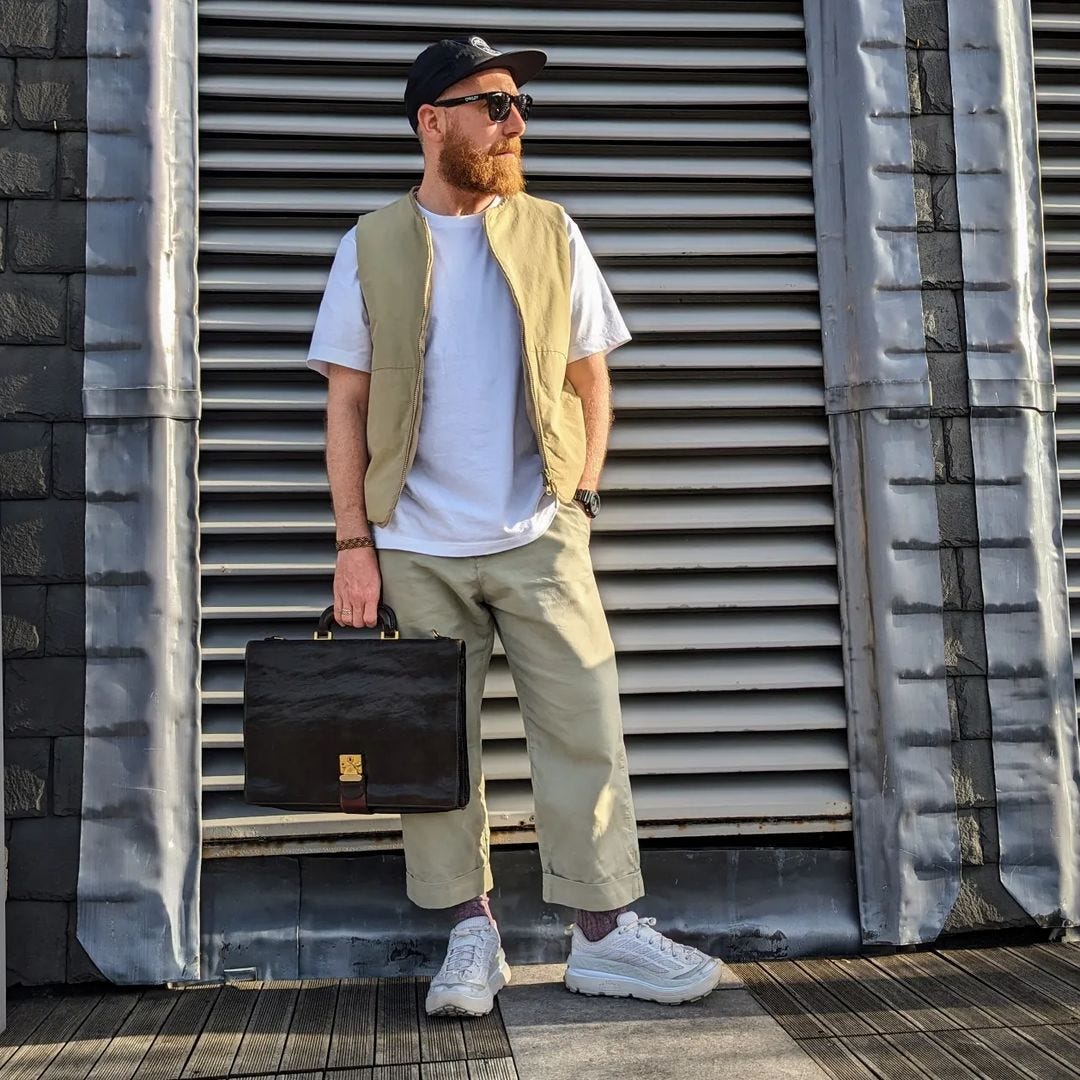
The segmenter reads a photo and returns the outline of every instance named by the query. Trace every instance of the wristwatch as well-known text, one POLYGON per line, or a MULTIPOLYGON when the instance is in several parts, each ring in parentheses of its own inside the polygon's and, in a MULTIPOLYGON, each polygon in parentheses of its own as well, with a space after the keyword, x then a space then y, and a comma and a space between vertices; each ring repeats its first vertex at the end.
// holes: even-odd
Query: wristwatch
POLYGON ((574 501, 581 503, 581 508, 589 517, 594 518, 600 513, 600 496, 595 491, 586 488, 578 488, 574 492, 574 501))

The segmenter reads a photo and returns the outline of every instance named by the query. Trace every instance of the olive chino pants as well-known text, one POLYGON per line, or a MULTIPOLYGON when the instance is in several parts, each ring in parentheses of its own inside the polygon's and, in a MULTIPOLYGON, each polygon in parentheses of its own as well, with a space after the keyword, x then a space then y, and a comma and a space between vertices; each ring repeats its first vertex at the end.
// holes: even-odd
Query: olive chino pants
POLYGON ((466 643, 472 794, 461 810, 403 814, 406 890, 424 908, 488 891, 480 705, 499 631, 525 722, 548 903, 605 911, 644 895, 615 649, 589 555, 589 519, 560 502, 547 531, 479 556, 378 552, 403 637, 466 643))

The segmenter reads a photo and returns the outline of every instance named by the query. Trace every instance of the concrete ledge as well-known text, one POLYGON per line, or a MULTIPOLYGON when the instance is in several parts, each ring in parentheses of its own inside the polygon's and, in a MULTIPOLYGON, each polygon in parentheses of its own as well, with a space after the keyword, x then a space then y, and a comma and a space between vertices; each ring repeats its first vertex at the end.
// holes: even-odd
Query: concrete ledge
POLYGON ((498 1002, 521 1080, 825 1080, 746 990, 686 1005, 583 997, 564 965, 515 965, 498 1002))

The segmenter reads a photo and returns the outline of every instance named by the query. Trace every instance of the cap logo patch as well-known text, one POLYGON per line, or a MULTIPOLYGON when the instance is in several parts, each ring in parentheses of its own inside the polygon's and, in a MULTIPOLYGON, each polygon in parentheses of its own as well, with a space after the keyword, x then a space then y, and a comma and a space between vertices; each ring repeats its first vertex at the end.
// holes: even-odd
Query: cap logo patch
POLYGON ((482 37, 469 38, 469 44, 474 49, 481 49, 486 53, 491 53, 492 56, 497 55, 495 50, 482 37))

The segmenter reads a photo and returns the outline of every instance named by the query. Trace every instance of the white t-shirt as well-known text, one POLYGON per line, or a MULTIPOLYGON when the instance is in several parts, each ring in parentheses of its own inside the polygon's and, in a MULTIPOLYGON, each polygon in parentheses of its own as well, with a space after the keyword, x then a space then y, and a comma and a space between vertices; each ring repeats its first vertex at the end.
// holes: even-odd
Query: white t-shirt
MULTIPOLYGON (((487 555, 536 539, 558 504, 544 494, 525 411, 521 326, 483 212, 455 217, 420 209, 434 251, 420 431, 394 513, 372 533, 380 548, 487 555)), ((630 333, 577 224, 564 216, 572 363, 610 352, 630 333)), ((330 364, 371 370, 355 226, 338 244, 308 350, 313 371, 328 375, 330 364)))

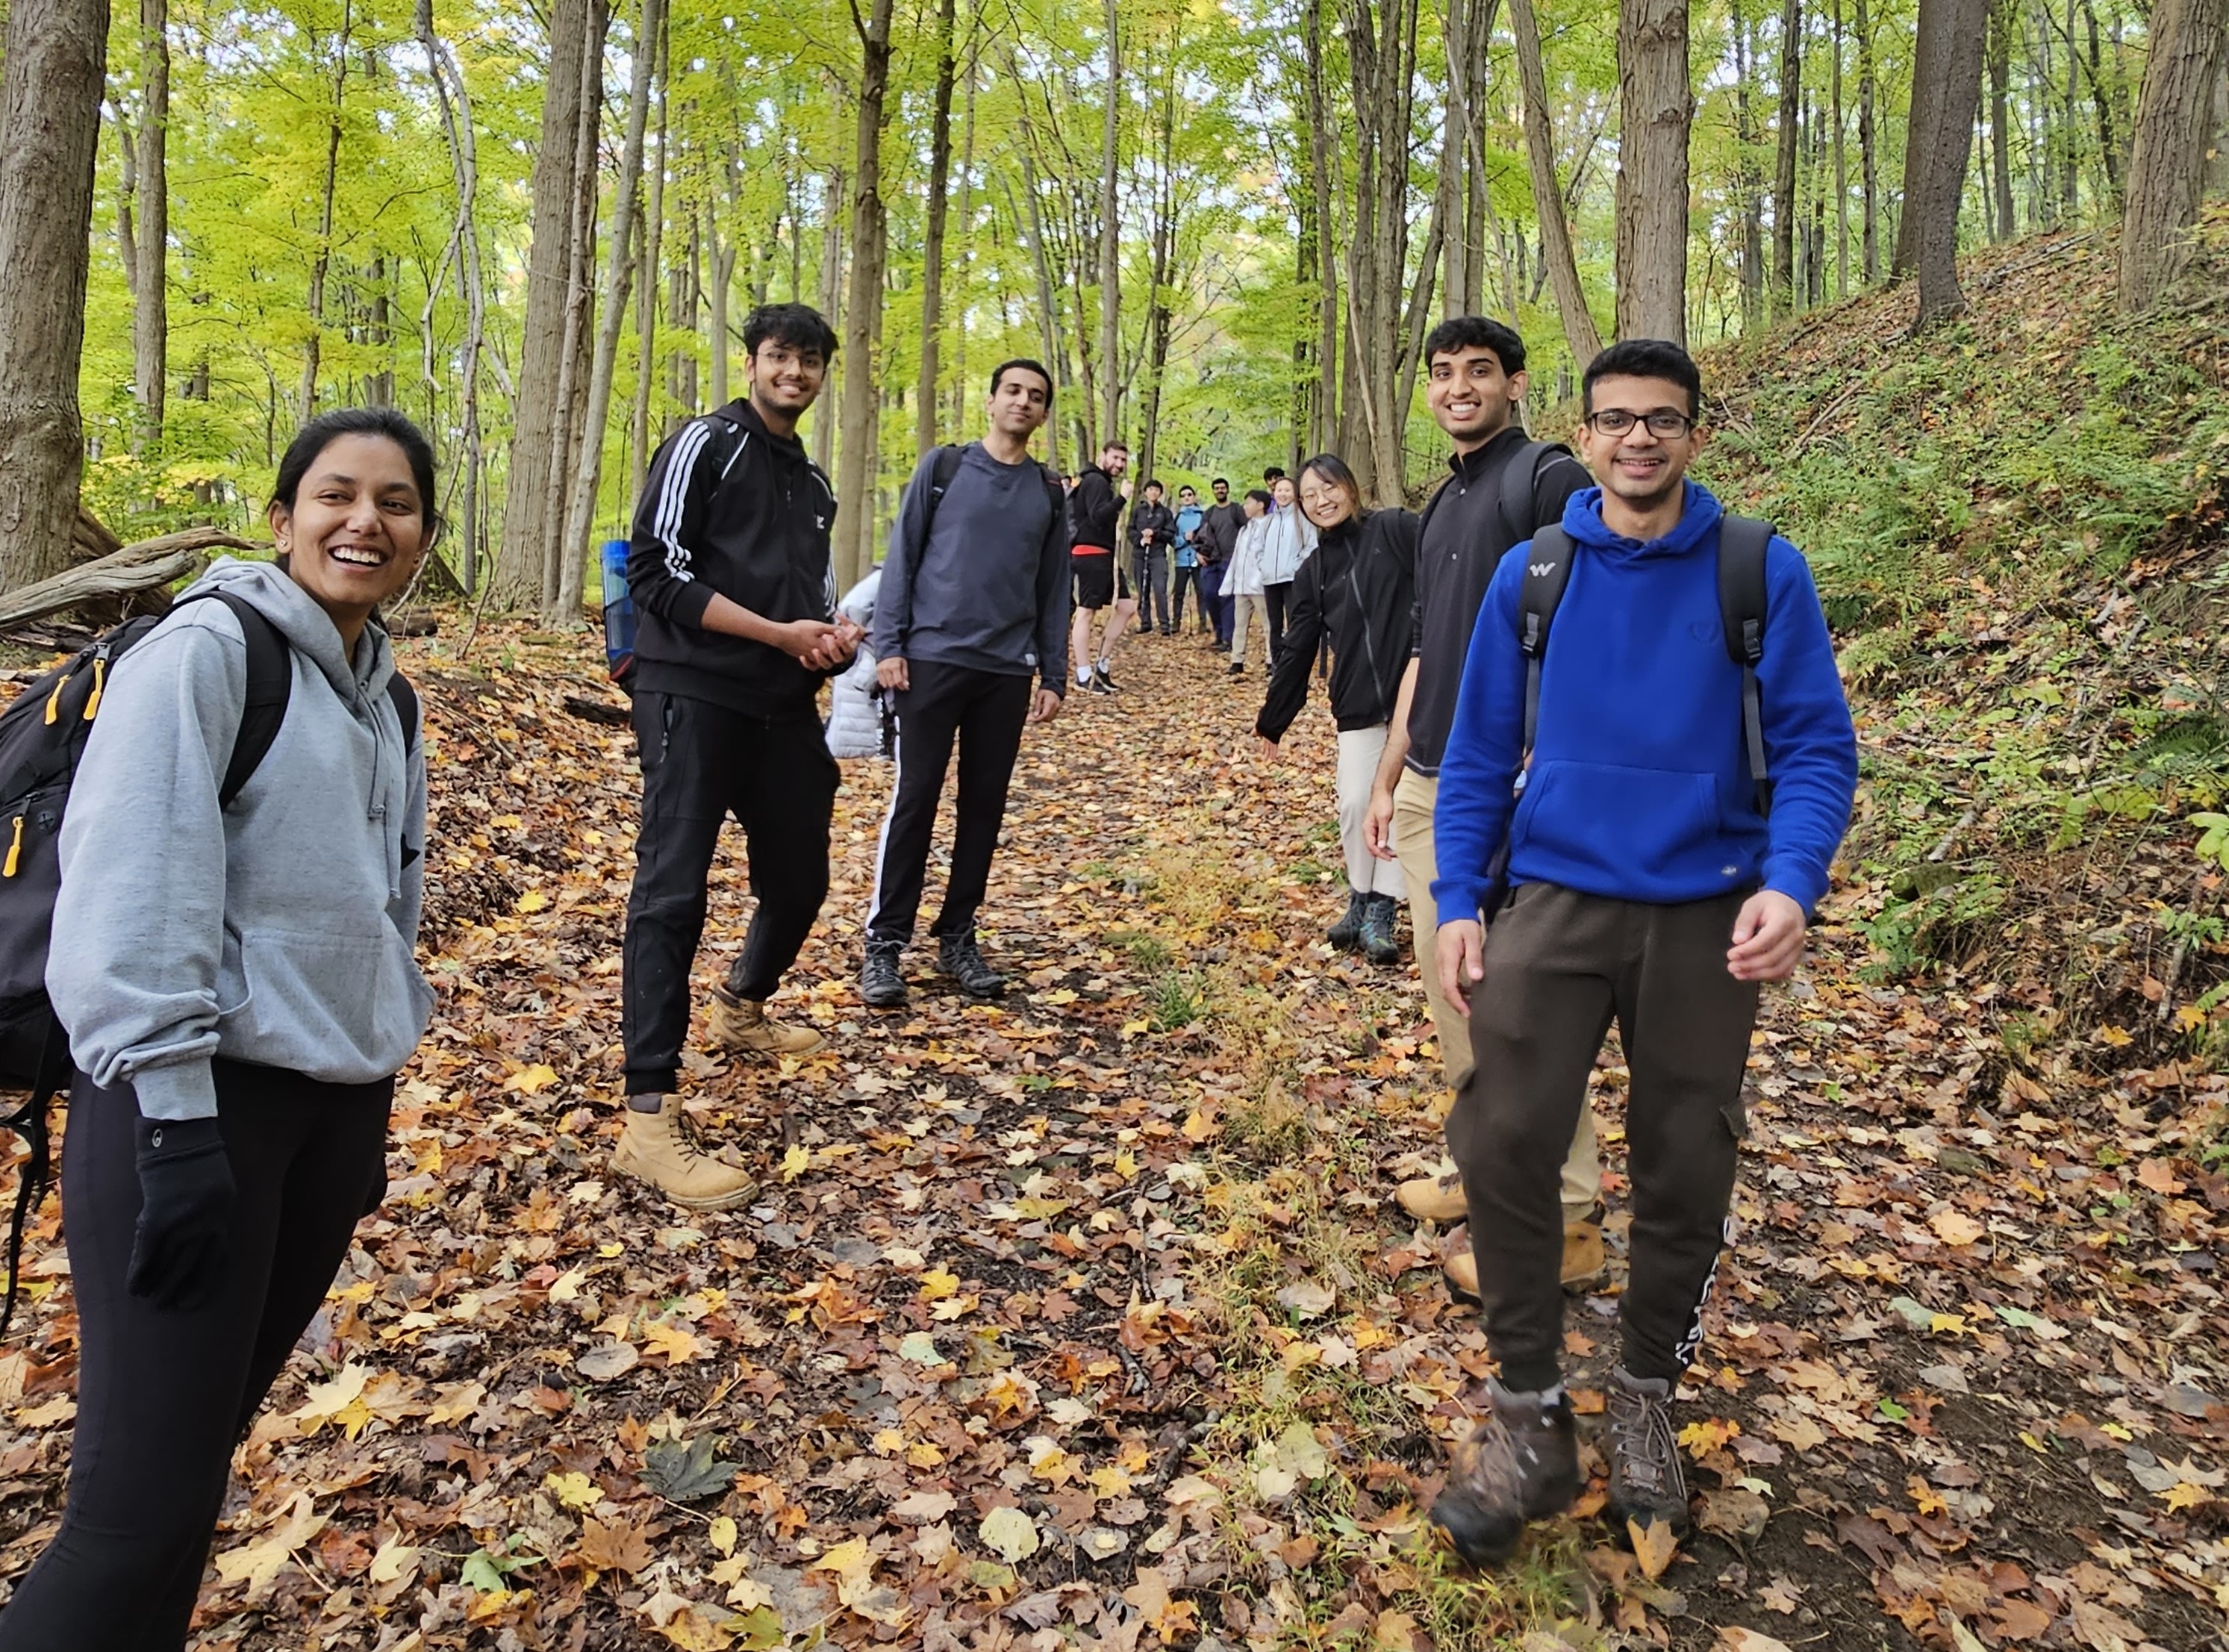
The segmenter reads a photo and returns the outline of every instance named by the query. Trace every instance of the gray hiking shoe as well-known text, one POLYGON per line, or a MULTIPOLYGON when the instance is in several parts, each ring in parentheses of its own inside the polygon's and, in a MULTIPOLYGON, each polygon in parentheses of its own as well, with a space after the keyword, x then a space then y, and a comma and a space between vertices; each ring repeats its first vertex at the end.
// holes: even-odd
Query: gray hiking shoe
POLYGON ((1609 1373, 1609 1516, 1687 1529, 1687 1479, 1672 1426, 1672 1385, 1622 1366, 1609 1373))
POLYGON ((1401 916, 1401 903, 1391 895, 1372 895, 1362 910, 1362 951, 1373 964, 1396 964, 1401 961, 1401 942, 1395 938, 1393 926, 1401 916))
POLYGON ((1359 889, 1350 890, 1346 910, 1339 915, 1338 922, 1324 931, 1324 939, 1341 952, 1352 952, 1362 944, 1362 919, 1369 910, 1370 897, 1359 889))
POLYGON ((905 977, 898 973, 902 950, 895 941, 867 942, 867 961, 859 967, 859 996, 870 1008, 894 1010, 906 1001, 905 977))
POLYGON ((973 929, 946 935, 936 943, 936 967, 970 998, 1005 996, 1006 978, 983 961, 973 929))
POLYGON ((1489 1383, 1493 1414, 1455 1450, 1432 1505, 1434 1524, 1468 1565, 1500 1565, 1527 1520, 1560 1514, 1579 1495, 1579 1440, 1561 1389, 1513 1394, 1489 1383))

What the exercise asks →
An exact copy of the records above is needed, with the pictures removed.

Result of this exercise →
The segmenter reads a photo and returns the outline of every instance named by the query. Trace every instance of the wristwatch as well-known text, one POLYGON per line, or a MULTIPOLYGON when the instance is in several parts, each ring in parentheses of its own inside the polygon's and, in a MULTIPOLYGON, each polygon in parentheses of its own as well, with a space after the keyword, x then a space then y, and a comma and a space between vertices; each ring repeats its first vertex at the end.
// holes: even-odd
Query: wristwatch
POLYGON ((574 501, 581 503, 581 508, 589 517, 594 518, 600 513, 600 496, 595 491, 586 488, 578 488, 574 492, 574 501))

The segmenter reads a photo and returns the outline of every instance named by the query. Trace every instance of the olive chino pants as well-known text, one POLYGON per line, or a MULTIPOLYGON when the instance is in several parts, each ring in parentheses of its own inside the polygon's and, in a MULTIPOLYGON, each polygon in parentheses of its own as well, with a space after the keyword, x then a space then y, and a comma and a space between vertices; each ring repeats its first vertex at the end.
// holes: even-odd
Query: olive chino pants
POLYGON ((466 643, 472 794, 461 810, 403 814, 406 890, 424 908, 488 891, 480 705, 499 631, 525 722, 548 903, 605 911, 644 895, 615 649, 589 555, 589 519, 560 502, 547 531, 479 556, 378 552, 403 637, 466 643))

The segmenter reads a photo and returns the outline of every instance named by the query. Trace every instance of the concrete ledge as well-known text, one POLYGON per line, or a MULTIPOLYGON when the instance is in several parts, each ring in parentheses of its own inside the polygon's and, in a MULTIPOLYGON, each polygon in parentheses of its own as well, with a space after the keyword, x then a space then y, and a comma and a space between vertices; each ring repeats its first vertex at the end.
// holes: even-odd
Query: concrete ledge
POLYGON ((498 1002, 521 1080, 825 1080, 746 990, 686 1005, 583 997, 564 965, 515 965, 498 1002))

The segmenter reads a photo and returns the outline of every instance named by the query. Trace every instance of the cap logo patch as well-known text, one POLYGON per line, or a MULTIPOLYGON when the instance is in several parts, each ring in parentheses of its own inside the polygon's and, in a MULTIPOLYGON, each polygon in parentheses of its own as well, with a space after the keyword, x then a space then y, and a comma and a space between vertices; each ring repeats its first vertex at the end.
// holes: even-odd
Query: cap logo patch
POLYGON ((482 37, 469 38, 469 44, 474 49, 481 49, 486 53, 491 53, 492 56, 497 55, 495 50, 482 37))

The segmenter reads a photo and returns the outline of every instance named by the query. Trace every instance of the white t-shirt as well-known text, one POLYGON per line, or a MULTIPOLYGON when the instance is in several parts, each ring in parentheses of its own inside the polygon's and, in a MULTIPOLYGON, each polygon in parentheses of its own as well, with a space after the keyword, x then a space then y, and a comma and a space between vertices; each ring repeats its first vertex at the end.
// holes: even-odd
Query: white t-shirt
MULTIPOLYGON (((487 555, 536 539, 558 504, 544 494, 525 411, 521 326, 483 212, 455 217, 420 209, 434 251, 420 431, 394 513, 372 533, 380 548, 487 555)), ((630 333, 577 224, 564 216, 572 363, 610 352, 630 333)), ((330 364, 371 370, 355 226, 338 244, 308 350, 313 371, 328 375, 330 364)))

The segmenter reads a photo and returns the outline of every instance named by the query. Trace every instance of the gray hiking shoe as well-known text, one POLYGON per line, or a MULTIPOLYGON when the instance is in several parts, each ring in parentheses of its own inside the polygon's and, in a MULTIPOLYGON, each polygon in parentheses of its own as well, with a space after the keyword, x then a space then y, and a comma and a space between vertices; each ring repeats its first vertex at the end.
// holes: even-odd
Query: gray hiking shoe
POLYGON ((1609 1373, 1609 1516, 1687 1529, 1687 1479, 1672 1426, 1672 1385, 1622 1366, 1609 1373))
POLYGON ((1401 916, 1401 903, 1391 895, 1372 895, 1362 910, 1362 951, 1373 964, 1396 964, 1401 961, 1401 942, 1395 938, 1393 926, 1401 916))
POLYGON ((1359 889, 1350 890, 1346 910, 1339 915, 1338 922, 1324 931, 1324 939, 1341 952, 1352 952, 1362 944, 1362 919, 1369 910, 1370 897, 1359 889))
POLYGON ((905 977, 898 973, 902 950, 895 941, 867 942, 867 961, 859 967, 859 996, 870 1008, 894 1010, 906 1001, 905 977))
POLYGON ((973 929, 946 935, 936 943, 936 967, 970 998, 1005 996, 1006 978, 983 961, 973 929))
POLYGON ((1489 1383, 1493 1414, 1455 1450, 1432 1505, 1434 1524, 1468 1565, 1500 1565, 1527 1520, 1560 1514, 1579 1495, 1579 1440, 1561 1389, 1513 1394, 1489 1383))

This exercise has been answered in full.